◆ **Task objective**: Return the records, each one exactly as written.

◆ **Input for this task**:
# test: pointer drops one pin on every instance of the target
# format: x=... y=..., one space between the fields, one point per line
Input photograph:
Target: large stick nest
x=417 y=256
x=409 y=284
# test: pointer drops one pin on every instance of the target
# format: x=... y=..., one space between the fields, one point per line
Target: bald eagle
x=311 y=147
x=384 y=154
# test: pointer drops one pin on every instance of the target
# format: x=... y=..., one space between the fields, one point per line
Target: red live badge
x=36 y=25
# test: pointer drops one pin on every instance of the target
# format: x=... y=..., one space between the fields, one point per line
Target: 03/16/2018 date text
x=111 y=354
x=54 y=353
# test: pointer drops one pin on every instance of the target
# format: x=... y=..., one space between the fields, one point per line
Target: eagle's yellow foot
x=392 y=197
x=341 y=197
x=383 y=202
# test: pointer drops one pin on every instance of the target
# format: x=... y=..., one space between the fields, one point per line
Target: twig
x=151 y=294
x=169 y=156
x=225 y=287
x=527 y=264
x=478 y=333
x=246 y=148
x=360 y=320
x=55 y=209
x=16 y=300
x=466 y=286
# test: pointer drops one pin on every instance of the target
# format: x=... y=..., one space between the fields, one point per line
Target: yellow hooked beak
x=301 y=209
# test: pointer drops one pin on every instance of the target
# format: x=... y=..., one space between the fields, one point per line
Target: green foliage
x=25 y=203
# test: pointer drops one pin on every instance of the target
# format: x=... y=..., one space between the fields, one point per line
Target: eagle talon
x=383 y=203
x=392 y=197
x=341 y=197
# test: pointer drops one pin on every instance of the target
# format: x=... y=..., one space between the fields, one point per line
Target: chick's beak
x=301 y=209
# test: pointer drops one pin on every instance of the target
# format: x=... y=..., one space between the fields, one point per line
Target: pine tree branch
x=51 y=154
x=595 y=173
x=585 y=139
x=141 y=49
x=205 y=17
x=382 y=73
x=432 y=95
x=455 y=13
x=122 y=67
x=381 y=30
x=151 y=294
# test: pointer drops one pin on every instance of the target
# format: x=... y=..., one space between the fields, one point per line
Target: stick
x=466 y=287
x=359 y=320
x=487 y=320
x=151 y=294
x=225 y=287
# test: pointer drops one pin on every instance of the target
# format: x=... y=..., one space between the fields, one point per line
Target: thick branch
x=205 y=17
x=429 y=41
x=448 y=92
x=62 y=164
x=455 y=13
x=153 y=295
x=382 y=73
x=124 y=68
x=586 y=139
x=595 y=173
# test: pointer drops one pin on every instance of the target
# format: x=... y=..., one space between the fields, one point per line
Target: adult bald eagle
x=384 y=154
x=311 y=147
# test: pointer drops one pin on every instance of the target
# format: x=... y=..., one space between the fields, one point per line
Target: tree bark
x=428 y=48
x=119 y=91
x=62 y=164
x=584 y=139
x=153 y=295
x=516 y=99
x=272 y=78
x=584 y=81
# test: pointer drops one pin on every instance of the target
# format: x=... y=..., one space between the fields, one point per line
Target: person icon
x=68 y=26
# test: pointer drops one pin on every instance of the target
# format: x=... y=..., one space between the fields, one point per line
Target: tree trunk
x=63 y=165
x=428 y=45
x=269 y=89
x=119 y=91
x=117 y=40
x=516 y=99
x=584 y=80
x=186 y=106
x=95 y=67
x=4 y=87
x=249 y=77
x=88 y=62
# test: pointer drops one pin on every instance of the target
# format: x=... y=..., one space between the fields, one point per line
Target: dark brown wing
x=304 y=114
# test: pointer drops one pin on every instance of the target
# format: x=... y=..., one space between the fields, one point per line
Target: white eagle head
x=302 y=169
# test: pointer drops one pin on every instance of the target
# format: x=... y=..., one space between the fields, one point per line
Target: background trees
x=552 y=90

◆ **Expected output**:
# test: pointer drops one pin on every instance of the target
# format: x=... y=..., one space between the fields, one point per line
Input photograph:
Target: large stick nest
x=417 y=256
x=409 y=284
# test: pointer drops one pin on every instance of the target
# format: x=... y=..., one space between the fields, one point per line
Target: bald eagle
x=311 y=147
x=384 y=154
# test: pointer drops one pin on every instance of the target
# format: x=... y=..., one space between the fields, one point per line
Target: red live badge
x=36 y=25
# test: pointer drops one pin on every instance of the target
# format: x=... y=..., one space between the fields, one point per line
Target: 03/16/2018 date text
x=111 y=354
x=54 y=353
# test: pointer drops one pin on every instance of the target
# format: x=... y=..., one space between the fields, one point per line
Target: eagle's yellow foot
x=392 y=197
x=341 y=197
x=383 y=202
# test: pointer drops one pin on every instance of the target
# format: x=... y=..., one space between the fields, one point per line
Target: twig
x=151 y=294
x=169 y=156
x=225 y=287
x=527 y=264
x=478 y=333
x=246 y=148
x=360 y=320
x=55 y=209
x=16 y=300
x=466 y=286
# test: pointer drops one pin on every instance of the target
# format: x=... y=..., one space between the fields, one point per line
Target: yellow hooked beak
x=301 y=209
# test: pointer drops one pin on every instance of the target
# format: x=... y=..., one space between the fields, one point per line
Target: green foliage
x=25 y=203
# test: pointer drops one pin on every instance of the target
# format: x=... y=..., one space between the fields, one point per line
Target: eagle talon
x=383 y=203
x=392 y=197
x=341 y=197
# test: pointer drops one pin on every instance of the target
# format: x=... y=..., one space between the fields, one point per line
Target: chick's beak
x=301 y=209
# test: pointer drops one pin on every instance of the target
# format: x=... y=..., one space between the fields, one point per line
Target: pine tree branch
x=51 y=154
x=595 y=173
x=585 y=139
x=141 y=49
x=205 y=17
x=382 y=73
x=432 y=95
x=455 y=13
x=122 y=67
x=381 y=30
x=151 y=294
# test: pointer drops one pin on every instance of the target
# format: x=... y=..., one space between the fields, one point per line
Target: stick
x=466 y=287
x=359 y=320
x=487 y=320
x=151 y=294
x=225 y=287
# test: pointer drops one pin on every instance of the target
# format: x=... y=..., one space between the fields, one point per line
Target: thick branch
x=205 y=17
x=429 y=41
x=448 y=92
x=62 y=164
x=455 y=13
x=153 y=295
x=382 y=73
x=124 y=68
x=586 y=139
x=595 y=173
# test: pointer drops one pin on every instance of the target
# format: x=... y=..., one space between the fields, one point per line
Target: adult bald eagle
x=384 y=154
x=311 y=147
# test: pointer drops one pin on every instance of the target
# format: x=... y=..., one space between the fields, one point per line
Target: tree bark
x=428 y=48
x=119 y=91
x=62 y=164
x=584 y=139
x=153 y=295
x=516 y=99
x=272 y=78
x=584 y=81
# test: pointer drops one pin on every instance of the target
# format: x=... y=..., one space between the fields, one point per line
Target: person icon
x=68 y=26
# test: pointer drops one pin on every instance of the target
# format: x=... y=..., one space between the fields, one point per line
Target: tree trunk
x=63 y=165
x=428 y=45
x=269 y=89
x=119 y=91
x=117 y=40
x=516 y=99
x=584 y=80
x=186 y=106
x=95 y=67
x=4 y=87
x=249 y=77
x=88 y=62
# test: pointer drops one pin on every instance of the target
# format: x=... y=..., one space between the fields, one point per line
Target: dark brown wing
x=304 y=114
# test: pointer drops one pin on every instance of the target
# format: x=... y=..., one space between the fields, one point per line
Target: white eagle head
x=302 y=169
# test: pointer drops one pin on every instance of the target
# format: x=... y=..., one space between the fields, one point per line
Target: background trees
x=552 y=90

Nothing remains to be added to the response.